[Records from a data collection]

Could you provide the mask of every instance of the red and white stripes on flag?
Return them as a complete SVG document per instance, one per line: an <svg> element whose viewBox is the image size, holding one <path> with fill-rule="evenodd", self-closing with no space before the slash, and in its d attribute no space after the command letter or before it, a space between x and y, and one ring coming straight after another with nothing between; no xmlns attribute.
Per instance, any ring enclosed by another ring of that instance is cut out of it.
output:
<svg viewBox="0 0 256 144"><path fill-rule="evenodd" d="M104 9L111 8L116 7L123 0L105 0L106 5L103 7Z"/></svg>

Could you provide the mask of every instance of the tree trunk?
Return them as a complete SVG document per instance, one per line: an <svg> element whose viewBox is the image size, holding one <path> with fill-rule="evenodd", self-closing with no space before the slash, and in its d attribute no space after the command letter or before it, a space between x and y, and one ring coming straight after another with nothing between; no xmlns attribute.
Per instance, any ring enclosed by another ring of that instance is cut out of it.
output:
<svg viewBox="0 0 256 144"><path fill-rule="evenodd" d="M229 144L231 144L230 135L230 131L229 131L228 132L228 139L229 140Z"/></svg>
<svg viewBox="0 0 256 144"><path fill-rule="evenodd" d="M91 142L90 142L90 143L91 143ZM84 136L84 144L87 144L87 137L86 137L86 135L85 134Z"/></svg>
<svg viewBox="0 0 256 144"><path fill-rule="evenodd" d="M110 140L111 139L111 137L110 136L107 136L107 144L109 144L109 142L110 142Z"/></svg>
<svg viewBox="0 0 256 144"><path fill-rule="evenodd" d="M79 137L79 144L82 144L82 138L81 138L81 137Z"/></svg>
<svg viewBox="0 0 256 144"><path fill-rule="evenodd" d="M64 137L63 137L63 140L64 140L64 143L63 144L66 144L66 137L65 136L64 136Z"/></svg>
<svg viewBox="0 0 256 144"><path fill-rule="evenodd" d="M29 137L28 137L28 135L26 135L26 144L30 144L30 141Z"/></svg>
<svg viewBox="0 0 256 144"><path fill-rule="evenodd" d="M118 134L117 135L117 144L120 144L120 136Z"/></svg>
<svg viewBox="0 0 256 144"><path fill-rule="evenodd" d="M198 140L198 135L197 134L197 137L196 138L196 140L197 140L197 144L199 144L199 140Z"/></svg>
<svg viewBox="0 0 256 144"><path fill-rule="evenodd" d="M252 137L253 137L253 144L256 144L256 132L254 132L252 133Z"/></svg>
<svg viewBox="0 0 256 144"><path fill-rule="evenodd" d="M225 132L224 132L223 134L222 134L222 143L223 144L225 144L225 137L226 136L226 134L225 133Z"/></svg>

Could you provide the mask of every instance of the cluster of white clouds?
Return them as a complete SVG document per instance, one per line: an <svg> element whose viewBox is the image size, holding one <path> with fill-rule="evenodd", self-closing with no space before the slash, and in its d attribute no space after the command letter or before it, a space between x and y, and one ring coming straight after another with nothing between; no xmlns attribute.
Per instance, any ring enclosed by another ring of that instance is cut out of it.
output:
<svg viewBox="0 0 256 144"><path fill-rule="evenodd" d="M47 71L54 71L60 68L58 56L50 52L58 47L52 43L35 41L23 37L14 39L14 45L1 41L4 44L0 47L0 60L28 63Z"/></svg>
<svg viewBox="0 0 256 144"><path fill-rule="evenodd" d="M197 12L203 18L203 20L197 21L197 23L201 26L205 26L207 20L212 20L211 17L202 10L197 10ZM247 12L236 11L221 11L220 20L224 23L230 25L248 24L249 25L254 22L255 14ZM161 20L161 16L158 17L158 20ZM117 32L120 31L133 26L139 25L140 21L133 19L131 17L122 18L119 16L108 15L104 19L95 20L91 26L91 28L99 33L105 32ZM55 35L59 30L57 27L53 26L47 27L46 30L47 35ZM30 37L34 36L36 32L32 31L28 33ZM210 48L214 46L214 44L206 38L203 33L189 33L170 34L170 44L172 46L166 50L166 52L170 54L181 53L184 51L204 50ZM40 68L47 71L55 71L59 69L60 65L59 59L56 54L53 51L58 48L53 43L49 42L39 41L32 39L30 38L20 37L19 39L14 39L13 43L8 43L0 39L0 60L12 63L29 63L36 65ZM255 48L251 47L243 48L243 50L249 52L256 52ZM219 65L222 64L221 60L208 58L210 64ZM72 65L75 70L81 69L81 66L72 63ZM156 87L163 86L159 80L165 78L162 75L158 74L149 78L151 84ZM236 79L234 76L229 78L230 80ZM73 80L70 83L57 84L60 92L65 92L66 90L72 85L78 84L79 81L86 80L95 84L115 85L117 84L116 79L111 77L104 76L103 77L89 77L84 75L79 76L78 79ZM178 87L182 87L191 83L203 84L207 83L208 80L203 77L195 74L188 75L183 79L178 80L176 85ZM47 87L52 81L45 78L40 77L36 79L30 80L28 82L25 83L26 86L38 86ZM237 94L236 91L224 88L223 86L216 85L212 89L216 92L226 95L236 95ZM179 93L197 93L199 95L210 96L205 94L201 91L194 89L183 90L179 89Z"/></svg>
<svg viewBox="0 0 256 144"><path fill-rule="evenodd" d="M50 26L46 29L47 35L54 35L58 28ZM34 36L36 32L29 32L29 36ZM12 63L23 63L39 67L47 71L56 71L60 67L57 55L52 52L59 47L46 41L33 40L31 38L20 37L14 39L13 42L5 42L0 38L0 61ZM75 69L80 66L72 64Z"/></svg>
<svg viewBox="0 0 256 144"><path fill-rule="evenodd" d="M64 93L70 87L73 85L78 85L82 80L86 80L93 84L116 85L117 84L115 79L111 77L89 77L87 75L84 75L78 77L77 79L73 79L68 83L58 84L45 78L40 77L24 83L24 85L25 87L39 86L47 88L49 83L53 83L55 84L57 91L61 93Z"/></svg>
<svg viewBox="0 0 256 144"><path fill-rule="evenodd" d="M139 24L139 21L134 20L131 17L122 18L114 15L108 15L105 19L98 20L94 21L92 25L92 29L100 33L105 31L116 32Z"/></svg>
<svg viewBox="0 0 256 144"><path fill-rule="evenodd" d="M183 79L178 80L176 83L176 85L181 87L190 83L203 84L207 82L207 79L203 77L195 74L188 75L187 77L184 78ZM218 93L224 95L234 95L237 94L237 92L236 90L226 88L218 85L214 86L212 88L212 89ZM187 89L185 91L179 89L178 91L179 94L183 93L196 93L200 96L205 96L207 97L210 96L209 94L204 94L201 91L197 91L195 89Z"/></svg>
* * *
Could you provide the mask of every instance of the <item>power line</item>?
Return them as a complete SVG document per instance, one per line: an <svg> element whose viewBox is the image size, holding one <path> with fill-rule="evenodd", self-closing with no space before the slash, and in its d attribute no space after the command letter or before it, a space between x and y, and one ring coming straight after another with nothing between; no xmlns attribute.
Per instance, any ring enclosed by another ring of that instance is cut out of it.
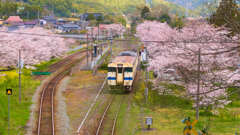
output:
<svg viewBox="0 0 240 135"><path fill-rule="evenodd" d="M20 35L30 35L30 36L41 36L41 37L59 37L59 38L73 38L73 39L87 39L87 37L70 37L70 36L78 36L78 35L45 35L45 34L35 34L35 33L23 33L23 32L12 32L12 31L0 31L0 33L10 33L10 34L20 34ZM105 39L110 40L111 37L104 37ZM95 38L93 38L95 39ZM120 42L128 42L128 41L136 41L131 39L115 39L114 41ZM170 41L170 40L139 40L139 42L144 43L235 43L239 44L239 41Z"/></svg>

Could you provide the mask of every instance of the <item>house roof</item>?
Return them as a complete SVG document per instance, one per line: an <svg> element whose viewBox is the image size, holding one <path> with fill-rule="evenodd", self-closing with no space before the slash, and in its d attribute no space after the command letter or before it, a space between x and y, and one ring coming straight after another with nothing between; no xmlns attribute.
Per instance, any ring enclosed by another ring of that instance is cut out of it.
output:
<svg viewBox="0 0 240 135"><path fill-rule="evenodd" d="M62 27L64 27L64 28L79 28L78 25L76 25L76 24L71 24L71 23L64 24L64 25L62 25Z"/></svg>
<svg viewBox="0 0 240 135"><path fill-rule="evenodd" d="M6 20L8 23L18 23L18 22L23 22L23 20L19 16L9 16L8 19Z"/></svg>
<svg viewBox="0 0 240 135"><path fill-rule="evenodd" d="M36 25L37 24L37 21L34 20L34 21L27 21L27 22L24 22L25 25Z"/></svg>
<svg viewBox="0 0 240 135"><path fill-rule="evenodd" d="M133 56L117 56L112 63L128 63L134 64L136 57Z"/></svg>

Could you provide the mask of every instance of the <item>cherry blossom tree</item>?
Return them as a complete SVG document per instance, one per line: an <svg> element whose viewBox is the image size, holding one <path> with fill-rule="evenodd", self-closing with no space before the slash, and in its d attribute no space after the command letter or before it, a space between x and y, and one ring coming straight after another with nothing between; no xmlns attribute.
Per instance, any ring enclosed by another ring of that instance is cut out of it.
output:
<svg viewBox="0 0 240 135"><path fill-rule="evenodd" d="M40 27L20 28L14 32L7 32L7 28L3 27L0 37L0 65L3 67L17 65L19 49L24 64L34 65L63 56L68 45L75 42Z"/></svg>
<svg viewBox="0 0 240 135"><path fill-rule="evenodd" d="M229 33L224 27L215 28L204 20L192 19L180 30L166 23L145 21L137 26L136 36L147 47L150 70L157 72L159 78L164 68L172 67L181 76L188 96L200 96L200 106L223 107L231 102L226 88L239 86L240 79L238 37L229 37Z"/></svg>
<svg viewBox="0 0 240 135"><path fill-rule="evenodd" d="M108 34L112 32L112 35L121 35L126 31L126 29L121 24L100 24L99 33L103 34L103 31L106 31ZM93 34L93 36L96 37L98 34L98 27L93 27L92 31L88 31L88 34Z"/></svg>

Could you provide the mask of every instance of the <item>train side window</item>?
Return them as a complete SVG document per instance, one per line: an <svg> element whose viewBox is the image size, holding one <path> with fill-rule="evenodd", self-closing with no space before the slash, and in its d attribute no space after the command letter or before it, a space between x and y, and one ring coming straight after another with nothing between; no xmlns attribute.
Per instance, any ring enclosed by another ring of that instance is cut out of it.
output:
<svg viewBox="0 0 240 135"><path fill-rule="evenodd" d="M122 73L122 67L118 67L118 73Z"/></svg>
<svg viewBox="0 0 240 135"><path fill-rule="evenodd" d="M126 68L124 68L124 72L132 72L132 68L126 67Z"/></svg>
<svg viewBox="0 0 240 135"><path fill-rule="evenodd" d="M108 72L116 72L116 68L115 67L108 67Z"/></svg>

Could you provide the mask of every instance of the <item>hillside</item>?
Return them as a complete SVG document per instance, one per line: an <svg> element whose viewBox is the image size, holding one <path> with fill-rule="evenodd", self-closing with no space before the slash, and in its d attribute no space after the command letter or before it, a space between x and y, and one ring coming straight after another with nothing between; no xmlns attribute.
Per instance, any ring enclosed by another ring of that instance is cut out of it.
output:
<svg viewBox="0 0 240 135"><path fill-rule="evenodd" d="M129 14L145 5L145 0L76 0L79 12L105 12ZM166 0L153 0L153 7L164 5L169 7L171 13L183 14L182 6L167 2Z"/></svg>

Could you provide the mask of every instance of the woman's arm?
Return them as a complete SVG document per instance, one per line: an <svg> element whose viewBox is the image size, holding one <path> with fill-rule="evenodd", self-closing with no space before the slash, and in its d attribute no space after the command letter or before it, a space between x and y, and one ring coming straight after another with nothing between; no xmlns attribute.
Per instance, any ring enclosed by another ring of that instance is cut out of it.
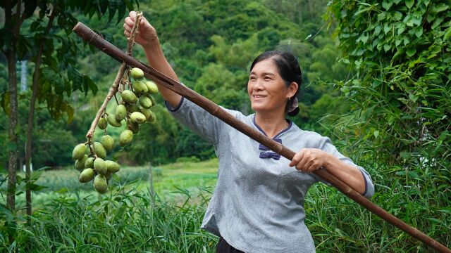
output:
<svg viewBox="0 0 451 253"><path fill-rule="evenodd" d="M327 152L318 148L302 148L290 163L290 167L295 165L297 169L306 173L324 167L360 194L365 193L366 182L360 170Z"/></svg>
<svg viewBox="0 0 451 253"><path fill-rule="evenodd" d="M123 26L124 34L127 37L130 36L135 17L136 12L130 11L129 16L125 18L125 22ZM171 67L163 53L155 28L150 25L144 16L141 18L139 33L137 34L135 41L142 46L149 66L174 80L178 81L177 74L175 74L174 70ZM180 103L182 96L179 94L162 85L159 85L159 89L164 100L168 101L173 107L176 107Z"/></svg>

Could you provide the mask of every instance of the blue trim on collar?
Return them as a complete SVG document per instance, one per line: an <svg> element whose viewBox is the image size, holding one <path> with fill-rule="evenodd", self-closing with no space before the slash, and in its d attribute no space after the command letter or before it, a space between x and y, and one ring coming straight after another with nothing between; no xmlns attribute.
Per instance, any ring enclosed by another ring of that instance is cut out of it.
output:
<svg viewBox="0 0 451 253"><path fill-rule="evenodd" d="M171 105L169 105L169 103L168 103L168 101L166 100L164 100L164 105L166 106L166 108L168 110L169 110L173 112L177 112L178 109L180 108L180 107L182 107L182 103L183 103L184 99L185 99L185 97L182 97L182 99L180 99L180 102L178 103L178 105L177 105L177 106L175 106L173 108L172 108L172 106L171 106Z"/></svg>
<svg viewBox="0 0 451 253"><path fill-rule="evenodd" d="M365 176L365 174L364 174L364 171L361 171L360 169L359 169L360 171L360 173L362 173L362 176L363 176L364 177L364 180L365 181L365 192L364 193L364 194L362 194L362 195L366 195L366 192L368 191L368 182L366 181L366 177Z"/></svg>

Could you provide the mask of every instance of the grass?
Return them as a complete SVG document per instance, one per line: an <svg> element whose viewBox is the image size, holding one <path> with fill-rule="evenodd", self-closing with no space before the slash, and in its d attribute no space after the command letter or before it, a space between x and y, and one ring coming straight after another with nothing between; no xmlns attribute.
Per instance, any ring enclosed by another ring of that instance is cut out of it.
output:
* * *
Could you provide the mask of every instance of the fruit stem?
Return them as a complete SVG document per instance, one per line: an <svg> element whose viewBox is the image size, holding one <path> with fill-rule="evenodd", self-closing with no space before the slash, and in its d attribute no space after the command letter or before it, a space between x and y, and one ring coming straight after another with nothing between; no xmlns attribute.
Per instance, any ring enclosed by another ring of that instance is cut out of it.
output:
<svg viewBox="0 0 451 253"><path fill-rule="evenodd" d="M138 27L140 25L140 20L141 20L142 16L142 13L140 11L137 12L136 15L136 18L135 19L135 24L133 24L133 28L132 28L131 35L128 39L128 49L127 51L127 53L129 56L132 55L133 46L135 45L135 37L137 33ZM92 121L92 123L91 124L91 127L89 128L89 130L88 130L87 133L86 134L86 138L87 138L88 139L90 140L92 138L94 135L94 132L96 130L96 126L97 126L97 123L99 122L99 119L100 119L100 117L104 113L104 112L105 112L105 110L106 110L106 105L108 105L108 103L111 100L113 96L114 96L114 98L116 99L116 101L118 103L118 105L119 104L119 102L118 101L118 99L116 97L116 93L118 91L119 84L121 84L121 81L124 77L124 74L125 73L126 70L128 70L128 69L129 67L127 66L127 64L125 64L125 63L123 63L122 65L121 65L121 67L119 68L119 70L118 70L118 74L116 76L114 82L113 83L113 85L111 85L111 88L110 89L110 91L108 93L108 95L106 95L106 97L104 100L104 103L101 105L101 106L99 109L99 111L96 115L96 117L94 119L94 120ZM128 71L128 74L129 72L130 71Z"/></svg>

§ **Short exercise**: How many lines in the items above contain the string "white"? Reply with the number alone.

§ **In response**: 2